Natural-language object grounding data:
☆ ☆ ☆ ☆ ☆ ☆ ☆

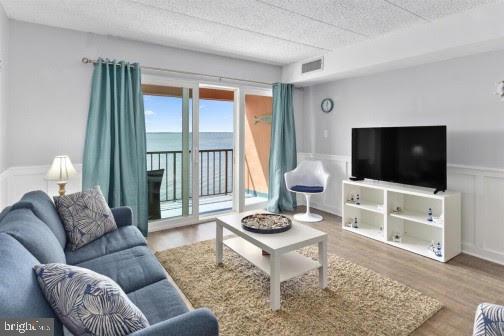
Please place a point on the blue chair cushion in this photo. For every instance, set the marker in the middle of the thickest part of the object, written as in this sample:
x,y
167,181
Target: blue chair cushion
x,y
43,207
118,240
88,303
34,235
158,301
132,269
307,189
20,294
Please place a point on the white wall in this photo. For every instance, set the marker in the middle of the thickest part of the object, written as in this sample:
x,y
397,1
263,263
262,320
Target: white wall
x,y
459,93
4,41
49,86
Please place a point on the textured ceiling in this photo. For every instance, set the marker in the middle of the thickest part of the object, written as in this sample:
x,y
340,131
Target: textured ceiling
x,y
271,31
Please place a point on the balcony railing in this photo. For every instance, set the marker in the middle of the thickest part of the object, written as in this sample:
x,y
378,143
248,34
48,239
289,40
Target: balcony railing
x,y
215,175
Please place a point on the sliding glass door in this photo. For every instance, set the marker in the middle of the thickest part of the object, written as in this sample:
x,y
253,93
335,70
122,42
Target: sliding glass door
x,y
171,150
207,149
216,143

☆ ☆ ☆ ☆ ☆ ☆ ☆

Write out all the data exactly, minus pictures.

Please place a point on the blue chair cushion in this photo. For every instance, set the marker in the middle of the thickest part of the object, written as in this sample:
x,y
167,181
Target: blue chair cushion
x,y
43,207
118,240
88,303
34,235
158,301
132,269
307,189
20,294
Please place a point on the white wall in this photo. For every instance, set the marker in the middle of the thickest part of the object, written as in this sample:
x,y
397,1
263,263
262,320
Target: white wall
x,y
459,93
4,41
49,86
Please place a point on the textured ceiling in this photo. For every instance, set the marker in the middle of the thickest part of the object, written as in this sample:
x,y
340,131
Target: textured ceiling
x,y
271,31
Please place a point on the balcony railing in this photo. For every instance, set the marker in the middle of the thickest part of the object, written as in this sample:
x,y
378,143
248,34
48,239
289,40
Target: balcony railing
x,y
215,175
Please place a point on the sliding glass door in this photo. For every instance, set the marker in the middle of the thickest part of the object, written as in this sample:
x,y
253,93
335,70
122,42
Target: sliding glass door
x,y
171,150
207,149
216,143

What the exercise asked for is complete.